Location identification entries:
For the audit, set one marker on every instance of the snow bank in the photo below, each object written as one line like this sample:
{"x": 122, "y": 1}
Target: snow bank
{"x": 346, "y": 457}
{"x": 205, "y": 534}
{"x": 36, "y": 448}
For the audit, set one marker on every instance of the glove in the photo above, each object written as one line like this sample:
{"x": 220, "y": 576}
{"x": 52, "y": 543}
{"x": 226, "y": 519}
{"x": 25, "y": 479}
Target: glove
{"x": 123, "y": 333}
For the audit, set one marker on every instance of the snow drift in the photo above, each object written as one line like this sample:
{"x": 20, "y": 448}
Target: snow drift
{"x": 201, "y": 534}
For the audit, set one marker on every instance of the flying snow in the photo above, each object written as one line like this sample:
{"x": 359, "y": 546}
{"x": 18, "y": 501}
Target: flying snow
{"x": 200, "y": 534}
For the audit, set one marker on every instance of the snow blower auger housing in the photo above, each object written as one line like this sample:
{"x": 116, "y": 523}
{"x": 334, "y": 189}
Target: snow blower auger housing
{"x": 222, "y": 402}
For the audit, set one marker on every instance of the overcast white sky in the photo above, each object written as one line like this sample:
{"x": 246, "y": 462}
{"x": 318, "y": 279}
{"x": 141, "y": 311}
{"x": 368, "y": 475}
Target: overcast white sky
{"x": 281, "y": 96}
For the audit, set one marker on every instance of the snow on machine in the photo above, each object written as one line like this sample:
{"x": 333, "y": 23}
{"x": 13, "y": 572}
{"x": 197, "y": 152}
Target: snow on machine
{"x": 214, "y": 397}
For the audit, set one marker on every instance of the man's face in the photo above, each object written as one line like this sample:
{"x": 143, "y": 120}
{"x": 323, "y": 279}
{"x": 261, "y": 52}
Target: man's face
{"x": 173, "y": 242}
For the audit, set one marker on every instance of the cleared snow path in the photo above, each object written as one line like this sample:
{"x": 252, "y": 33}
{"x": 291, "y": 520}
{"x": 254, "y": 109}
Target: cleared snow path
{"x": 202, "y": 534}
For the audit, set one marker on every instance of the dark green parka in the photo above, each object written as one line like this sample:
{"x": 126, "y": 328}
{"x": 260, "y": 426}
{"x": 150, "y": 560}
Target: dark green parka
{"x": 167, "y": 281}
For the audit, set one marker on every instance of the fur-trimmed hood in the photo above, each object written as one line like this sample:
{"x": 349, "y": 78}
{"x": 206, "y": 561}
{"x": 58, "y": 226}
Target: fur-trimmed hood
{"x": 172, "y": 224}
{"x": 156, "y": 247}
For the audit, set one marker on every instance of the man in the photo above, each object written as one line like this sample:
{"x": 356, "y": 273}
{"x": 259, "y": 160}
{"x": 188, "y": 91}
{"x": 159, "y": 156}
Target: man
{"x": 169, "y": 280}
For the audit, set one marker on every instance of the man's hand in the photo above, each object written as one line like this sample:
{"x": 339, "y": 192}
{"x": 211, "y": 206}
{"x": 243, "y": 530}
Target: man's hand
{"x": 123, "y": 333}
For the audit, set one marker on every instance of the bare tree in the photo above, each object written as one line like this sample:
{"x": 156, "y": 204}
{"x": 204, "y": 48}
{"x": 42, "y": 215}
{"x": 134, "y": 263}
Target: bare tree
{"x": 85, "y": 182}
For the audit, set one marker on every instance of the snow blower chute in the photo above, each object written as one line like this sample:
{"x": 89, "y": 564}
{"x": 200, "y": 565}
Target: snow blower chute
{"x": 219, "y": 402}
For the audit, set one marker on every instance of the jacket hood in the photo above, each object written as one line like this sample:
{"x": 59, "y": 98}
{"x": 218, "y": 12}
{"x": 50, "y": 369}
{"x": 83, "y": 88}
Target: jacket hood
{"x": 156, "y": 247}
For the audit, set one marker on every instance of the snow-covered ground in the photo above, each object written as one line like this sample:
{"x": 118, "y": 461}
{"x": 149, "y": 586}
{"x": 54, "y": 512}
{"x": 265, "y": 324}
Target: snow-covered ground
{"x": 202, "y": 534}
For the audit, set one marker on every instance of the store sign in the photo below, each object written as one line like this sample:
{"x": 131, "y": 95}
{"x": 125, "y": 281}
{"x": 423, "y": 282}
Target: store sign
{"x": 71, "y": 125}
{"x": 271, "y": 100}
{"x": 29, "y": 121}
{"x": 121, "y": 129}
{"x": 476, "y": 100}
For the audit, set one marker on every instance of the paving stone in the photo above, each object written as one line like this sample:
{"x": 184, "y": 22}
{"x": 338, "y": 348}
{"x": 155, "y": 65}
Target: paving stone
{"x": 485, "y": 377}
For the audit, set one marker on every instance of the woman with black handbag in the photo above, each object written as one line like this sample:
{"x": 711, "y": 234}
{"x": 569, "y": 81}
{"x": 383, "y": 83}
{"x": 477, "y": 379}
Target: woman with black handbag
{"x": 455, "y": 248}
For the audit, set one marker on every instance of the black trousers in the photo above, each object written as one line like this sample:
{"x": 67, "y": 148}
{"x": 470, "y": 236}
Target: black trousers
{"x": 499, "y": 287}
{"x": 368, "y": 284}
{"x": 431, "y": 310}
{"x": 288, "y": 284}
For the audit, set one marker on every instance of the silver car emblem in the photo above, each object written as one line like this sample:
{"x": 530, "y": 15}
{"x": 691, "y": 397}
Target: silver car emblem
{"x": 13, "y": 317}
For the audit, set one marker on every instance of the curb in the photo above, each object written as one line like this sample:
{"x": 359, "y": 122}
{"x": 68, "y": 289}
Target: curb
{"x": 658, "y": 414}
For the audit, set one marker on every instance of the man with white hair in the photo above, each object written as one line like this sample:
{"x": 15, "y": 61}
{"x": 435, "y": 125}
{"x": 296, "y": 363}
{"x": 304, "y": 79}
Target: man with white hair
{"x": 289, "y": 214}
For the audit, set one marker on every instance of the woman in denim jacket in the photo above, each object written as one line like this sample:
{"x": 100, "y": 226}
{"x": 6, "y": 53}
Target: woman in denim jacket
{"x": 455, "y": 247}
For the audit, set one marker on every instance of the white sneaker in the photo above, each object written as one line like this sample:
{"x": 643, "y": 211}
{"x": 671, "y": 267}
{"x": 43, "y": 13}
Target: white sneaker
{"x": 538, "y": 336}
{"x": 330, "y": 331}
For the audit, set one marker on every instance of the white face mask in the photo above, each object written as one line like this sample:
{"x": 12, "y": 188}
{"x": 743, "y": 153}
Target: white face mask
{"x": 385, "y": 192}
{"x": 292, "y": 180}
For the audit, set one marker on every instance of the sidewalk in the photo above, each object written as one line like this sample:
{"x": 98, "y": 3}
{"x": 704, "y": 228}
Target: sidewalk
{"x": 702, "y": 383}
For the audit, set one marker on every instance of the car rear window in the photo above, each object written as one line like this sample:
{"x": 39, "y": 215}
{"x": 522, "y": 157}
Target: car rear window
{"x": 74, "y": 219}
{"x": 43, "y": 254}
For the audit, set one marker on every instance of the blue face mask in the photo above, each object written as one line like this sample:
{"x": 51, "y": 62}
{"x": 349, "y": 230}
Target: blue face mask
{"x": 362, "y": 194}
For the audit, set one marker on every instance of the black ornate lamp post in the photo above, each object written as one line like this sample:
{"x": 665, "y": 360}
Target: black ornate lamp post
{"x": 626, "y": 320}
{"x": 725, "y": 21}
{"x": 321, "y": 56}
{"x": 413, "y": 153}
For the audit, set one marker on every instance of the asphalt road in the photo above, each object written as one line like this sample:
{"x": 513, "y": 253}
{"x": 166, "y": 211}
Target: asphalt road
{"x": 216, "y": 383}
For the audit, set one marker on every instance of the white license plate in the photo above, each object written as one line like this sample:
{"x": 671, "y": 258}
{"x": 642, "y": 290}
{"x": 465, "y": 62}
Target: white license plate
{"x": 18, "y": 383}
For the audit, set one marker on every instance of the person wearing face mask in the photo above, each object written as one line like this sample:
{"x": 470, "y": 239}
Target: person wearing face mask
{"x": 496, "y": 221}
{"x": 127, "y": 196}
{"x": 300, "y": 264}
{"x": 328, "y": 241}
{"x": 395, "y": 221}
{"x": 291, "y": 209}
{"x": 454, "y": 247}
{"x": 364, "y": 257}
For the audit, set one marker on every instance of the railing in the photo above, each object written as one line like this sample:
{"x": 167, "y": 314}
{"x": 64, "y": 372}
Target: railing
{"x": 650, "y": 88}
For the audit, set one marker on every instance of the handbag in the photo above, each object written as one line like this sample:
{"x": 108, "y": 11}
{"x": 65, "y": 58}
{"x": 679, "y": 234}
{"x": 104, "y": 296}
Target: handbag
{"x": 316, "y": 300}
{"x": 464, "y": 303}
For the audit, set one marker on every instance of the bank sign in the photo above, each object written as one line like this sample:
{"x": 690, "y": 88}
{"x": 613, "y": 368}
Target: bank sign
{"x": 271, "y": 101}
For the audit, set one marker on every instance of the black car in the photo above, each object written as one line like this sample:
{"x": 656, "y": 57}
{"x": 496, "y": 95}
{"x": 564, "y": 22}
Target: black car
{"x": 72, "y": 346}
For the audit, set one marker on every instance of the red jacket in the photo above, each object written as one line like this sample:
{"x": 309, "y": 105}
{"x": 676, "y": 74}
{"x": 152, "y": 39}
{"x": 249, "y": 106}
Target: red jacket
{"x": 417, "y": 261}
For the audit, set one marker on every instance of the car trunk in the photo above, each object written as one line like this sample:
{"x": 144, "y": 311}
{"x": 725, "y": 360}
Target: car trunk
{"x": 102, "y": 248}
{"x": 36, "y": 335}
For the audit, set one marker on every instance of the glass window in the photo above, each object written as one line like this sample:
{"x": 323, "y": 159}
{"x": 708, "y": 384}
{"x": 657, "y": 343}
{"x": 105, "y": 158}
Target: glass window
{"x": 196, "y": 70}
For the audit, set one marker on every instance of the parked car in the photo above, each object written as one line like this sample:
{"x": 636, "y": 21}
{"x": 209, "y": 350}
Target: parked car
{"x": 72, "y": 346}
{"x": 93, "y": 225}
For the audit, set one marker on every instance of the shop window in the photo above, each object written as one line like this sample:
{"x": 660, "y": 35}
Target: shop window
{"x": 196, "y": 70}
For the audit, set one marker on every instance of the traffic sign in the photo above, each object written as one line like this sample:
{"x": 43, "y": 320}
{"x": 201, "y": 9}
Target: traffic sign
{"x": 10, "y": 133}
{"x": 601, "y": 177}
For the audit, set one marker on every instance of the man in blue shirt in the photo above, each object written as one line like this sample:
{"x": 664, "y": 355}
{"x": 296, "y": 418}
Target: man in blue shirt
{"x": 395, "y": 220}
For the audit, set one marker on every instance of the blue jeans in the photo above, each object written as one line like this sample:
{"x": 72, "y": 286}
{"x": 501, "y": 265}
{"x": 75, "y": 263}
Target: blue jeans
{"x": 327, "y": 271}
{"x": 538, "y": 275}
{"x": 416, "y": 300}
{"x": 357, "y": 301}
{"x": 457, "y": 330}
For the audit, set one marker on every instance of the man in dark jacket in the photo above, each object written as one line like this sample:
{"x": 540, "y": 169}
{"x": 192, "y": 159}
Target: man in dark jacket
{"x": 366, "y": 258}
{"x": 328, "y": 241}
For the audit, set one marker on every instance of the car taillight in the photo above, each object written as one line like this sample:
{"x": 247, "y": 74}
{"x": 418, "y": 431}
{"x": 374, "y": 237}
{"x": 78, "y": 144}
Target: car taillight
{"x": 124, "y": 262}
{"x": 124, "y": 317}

- _What is needed_
Starting from the line with "dark jacket in" and ending with the final line of the data, quote every line exactly, both ends included.

- _Solution to this exercise_
For the audit, set one marker on every instance of the man in dark jacket in the photo above, each object written as one line like this sample:
{"x": 540, "y": 169}
{"x": 192, "y": 159}
Target: man in dark jacket
{"x": 366, "y": 258}
{"x": 328, "y": 241}
For the audit, set one marker on every instance of the car taillight in the photo above, each object written as one line like this sample:
{"x": 247, "y": 74}
{"x": 418, "y": 431}
{"x": 374, "y": 237}
{"x": 78, "y": 144}
Target: car taillight
{"x": 124, "y": 262}
{"x": 124, "y": 317}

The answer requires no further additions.